For anyone interested in Democratic Party strategy and/or the midterm elections, your excellent read-of-the-day is “The Revenge of Tim ‘I Told You So’ Ryan” by Kara Voght at Rolling Stone. Some excerpts:
It’s the final stretch of his Senate race, and Tim Ryan is spending one of the campaign’s last Saturdays in Allen County, where Trump won by a mammoth 40 points two years ago. Most in his party believe the white working-class voters here have been permanently lost to the GOP. But Ryan made his way to this cavernous union hall in northwest Ohio because he hasn’t given up.
On stage, the 10-term congressman stood before a crowd of just a few dozen. He talked about ending a “broken economic system” in which workers “work six or seven days a week to make ends meet.” He lambasted trade deals that sent American manufacturing jobs to China — and criticized his GOP opponent, J.D. Vance, for raising “all that money from the big corporations who shipped our jobs overseas.” He said the word “Democrat” only four times during his half hour of remarks — and almost always in a negative context.

(Given problem A)
List every person named in the Tim Ryan passage above.
(Given problem B)
Write a few more sentences that pick up the Tim Ryan passage right after its last sentence.

(Collected data)
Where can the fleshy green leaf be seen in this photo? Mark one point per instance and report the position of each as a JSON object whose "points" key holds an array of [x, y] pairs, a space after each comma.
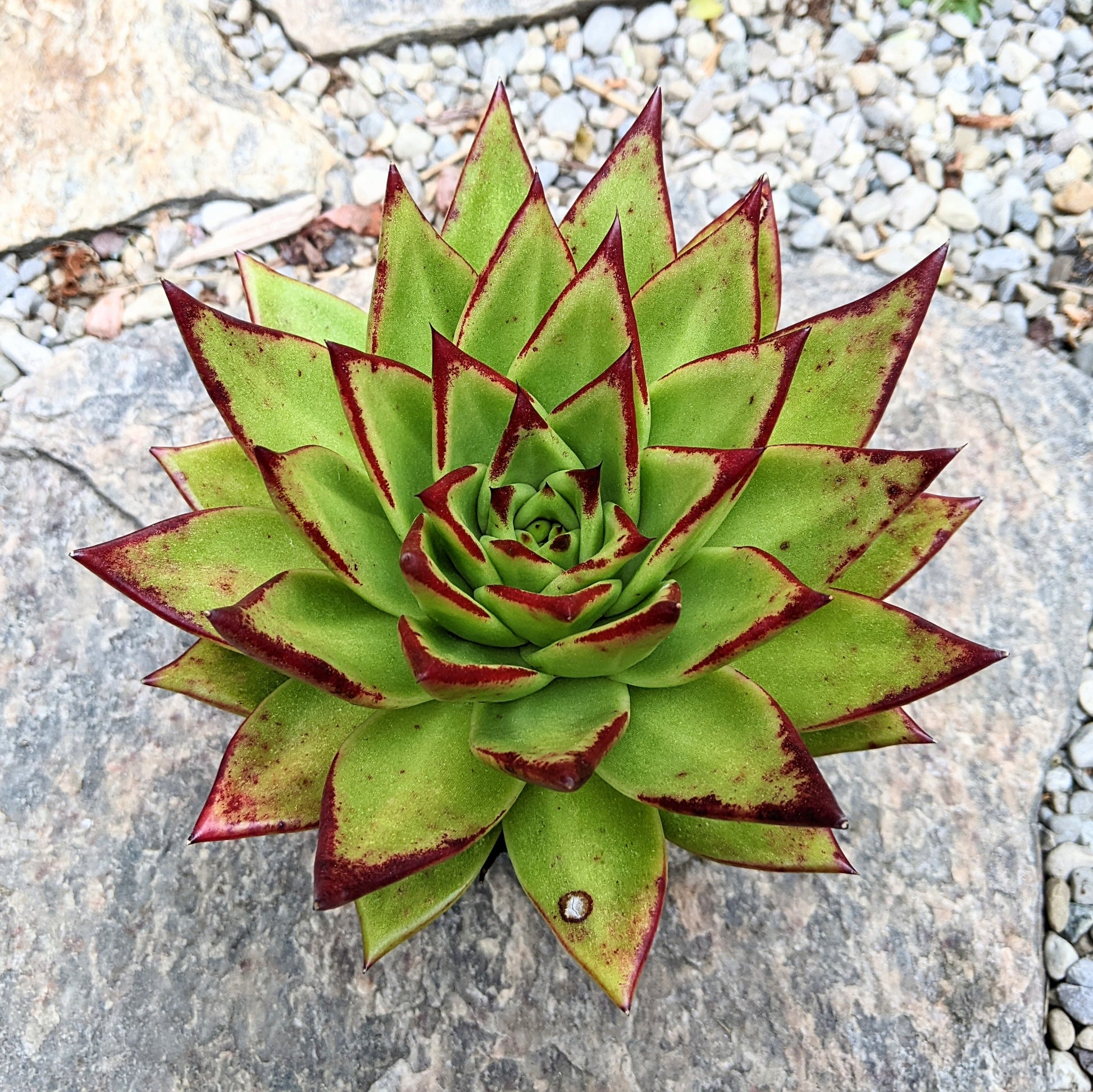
{"points": [[769, 254], [545, 619], [421, 282], [599, 422], [271, 778], [856, 657], [189, 564], [455, 670], [524, 277], [616, 645], [853, 359], [442, 599], [390, 407], [395, 913], [217, 676], [589, 327], [727, 400], [707, 301], [632, 185], [494, 181], [734, 599], [758, 845], [890, 728], [907, 545], [333, 504], [311, 625], [271, 389], [818, 509], [283, 303], [719, 748], [686, 494], [557, 737], [213, 474], [595, 866], [450, 505], [404, 793]]}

(Expected output A)
Kara Voght, Tim Ryan, Trump, J.D. Vance

(Expected output B)
It was probably a wise approach in a county that hasn’t voted for a Democratic president since Franklin Delano Roosevelt. Ryan is nevertheless convinced his voters are at union halls in counties just like it across Ohio. Over the last 18 months of campaigning, has held hundreds of similar events throughout he state — including a second one at a building trades hall in East Toledo that evening. “That’s the coalition,” Ryan tells me, bleary-eyed and slumped in a chair at the Toledo stop. “You’ve got to get those guys back.”
In national Democratic circles, it hasn’t been fashionable since Trump’s 2016 win to “get those guys back” — at least not with Ryan’s vigor. A vocal faction responded to the shock of Trump’s victory with a strategy to increase turnout in Sun Belt states, believing that the emergence of a younger, more diverse electorate held greater promise for the party. Those efforts paid off in 2020, when states like Arizona and Georgia — which hadn’t cast their electoral votes for a Democrat since the 20th century — went for Joe Biden.
Voght adds, “But that shift in focus pushed former working-class Democratic strongholds like Ohio, where Trump twice won by 8 points, farther down on the party’s list of priorities. Ryan vehemently objected, and he has demanded his party rebuild the so-called “Blue Wall” that Trump breached….”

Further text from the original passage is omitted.